(Natural language region descriptions)
*** Begin section ***
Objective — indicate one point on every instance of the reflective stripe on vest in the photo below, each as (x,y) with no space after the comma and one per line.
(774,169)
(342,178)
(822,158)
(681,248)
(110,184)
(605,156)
*** End section ***
» **Work item**:
Please restate every record above word for word.

» **Result of the task**:
Objective — indicate one point on every instance of the reflective stripe on vest in the photo below, each as (x,y) with no space after the comma and one per line.
(774,169)
(342,178)
(822,158)
(681,248)
(110,184)
(605,156)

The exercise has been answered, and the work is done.